**Instruction:** Rewrite everything from the line containing "Mark the horizontal" down to the line containing "(411, 1140)", swapping "horizontal metal bar" for "horizontal steel bar" and leaving all else unchanged.

**Task inputs:**
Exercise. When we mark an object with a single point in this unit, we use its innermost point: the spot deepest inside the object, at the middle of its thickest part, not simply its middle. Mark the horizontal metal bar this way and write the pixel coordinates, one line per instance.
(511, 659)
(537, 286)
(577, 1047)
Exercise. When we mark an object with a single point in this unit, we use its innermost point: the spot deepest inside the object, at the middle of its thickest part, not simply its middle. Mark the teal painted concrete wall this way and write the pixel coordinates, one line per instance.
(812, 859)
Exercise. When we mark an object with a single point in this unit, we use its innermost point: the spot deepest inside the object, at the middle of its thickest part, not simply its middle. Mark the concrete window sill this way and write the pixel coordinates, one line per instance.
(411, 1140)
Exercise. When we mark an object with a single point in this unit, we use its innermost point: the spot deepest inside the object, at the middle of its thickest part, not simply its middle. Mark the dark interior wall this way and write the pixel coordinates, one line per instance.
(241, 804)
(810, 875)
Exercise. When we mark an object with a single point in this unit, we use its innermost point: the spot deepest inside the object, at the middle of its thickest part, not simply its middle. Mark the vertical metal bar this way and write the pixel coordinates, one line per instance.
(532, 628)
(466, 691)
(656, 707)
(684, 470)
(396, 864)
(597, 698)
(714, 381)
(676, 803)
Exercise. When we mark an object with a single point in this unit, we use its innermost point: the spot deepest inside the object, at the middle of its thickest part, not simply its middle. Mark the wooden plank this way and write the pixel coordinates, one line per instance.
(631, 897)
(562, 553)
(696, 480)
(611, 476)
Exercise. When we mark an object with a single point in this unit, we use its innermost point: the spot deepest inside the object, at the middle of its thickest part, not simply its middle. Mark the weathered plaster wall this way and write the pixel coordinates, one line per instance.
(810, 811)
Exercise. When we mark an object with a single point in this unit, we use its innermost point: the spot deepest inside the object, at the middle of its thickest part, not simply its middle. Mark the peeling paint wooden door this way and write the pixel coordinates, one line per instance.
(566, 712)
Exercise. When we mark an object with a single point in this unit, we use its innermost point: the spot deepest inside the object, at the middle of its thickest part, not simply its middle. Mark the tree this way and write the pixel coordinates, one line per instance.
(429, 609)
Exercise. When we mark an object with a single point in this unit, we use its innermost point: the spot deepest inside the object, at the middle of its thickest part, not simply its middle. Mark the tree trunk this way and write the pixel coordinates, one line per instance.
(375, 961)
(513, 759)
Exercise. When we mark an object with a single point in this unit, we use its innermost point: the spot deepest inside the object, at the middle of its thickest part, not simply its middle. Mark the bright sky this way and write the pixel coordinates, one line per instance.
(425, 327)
==
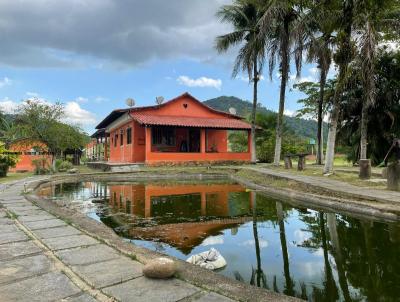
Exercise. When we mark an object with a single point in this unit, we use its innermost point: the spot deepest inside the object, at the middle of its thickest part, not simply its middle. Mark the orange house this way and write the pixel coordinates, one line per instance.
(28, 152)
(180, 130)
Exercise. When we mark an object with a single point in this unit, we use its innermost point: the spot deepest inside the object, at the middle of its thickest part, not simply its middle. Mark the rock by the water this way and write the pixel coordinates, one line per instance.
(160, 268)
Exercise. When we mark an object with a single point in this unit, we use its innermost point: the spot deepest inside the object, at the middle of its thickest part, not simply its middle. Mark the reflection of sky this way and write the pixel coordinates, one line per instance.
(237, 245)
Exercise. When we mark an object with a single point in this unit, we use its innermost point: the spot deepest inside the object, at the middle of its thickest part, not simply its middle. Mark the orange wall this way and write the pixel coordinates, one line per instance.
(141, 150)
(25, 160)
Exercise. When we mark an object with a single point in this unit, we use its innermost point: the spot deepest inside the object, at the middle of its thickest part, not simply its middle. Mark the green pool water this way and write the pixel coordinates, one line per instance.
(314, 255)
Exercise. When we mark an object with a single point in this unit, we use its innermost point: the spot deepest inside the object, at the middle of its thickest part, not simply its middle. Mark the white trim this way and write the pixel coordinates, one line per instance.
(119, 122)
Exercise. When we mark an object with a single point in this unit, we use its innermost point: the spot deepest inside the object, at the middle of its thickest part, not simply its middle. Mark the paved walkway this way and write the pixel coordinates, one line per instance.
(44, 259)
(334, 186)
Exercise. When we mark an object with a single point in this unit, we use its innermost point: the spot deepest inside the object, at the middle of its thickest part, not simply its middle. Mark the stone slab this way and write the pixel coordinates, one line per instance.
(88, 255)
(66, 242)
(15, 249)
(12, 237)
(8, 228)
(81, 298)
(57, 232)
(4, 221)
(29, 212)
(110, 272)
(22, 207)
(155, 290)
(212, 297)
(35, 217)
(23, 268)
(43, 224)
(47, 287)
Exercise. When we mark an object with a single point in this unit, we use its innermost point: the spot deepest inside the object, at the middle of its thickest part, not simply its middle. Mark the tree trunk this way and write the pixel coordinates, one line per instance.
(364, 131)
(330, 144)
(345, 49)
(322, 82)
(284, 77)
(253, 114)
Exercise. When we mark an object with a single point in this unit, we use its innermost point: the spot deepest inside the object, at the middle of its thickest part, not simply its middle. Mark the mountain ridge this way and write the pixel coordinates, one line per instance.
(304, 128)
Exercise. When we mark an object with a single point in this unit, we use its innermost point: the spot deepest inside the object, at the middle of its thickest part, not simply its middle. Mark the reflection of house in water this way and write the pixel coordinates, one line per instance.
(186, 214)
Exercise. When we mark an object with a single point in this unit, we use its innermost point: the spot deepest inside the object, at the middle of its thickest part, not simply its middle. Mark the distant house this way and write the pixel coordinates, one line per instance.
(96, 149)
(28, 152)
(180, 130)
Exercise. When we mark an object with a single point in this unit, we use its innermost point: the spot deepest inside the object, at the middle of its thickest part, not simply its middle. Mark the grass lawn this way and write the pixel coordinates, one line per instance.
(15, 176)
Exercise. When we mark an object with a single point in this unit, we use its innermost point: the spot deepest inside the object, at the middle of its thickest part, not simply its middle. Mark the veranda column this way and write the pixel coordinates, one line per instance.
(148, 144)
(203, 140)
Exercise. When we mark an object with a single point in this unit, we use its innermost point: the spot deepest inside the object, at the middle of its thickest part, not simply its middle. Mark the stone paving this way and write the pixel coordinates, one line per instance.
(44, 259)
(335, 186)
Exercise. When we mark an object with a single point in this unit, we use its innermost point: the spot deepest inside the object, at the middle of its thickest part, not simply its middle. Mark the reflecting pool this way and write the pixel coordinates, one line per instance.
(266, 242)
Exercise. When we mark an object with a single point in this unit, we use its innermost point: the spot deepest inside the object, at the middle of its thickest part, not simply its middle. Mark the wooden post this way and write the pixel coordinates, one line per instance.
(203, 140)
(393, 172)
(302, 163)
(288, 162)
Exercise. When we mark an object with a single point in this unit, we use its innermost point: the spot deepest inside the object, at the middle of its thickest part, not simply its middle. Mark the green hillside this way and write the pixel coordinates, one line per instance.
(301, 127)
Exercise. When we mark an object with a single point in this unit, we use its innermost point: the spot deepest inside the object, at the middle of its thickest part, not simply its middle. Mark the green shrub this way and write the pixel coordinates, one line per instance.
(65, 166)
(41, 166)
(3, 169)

**Answer for this exercise:**
Exercise. When we mark an object with a single point in this unit, we use its innermost point: the spot deepest inside the object, at the middle of its thickest part, not simply its middle. Mark the horizontal steel bar this way and write the pixel coordinates, one line per instance.
(511, 659)
(537, 286)
(577, 1047)
Exercise. When we mark an object with a single point in this unit, we use its innermost point: the spot deepest inside the object, at the middle of its thickest part, not simply its middle. Mark the teal painted concrete wall this way and write the pixel coordinates, one line per instance.
(812, 859)
Exercise. When we mark an object with a single point in this unit, we use its innermost point: the spot deepest inside the object, at the middle of its thickest part, not simply its middle. Mark the concrete window sill this way and write the pixel coordinates, one line per instance.
(411, 1140)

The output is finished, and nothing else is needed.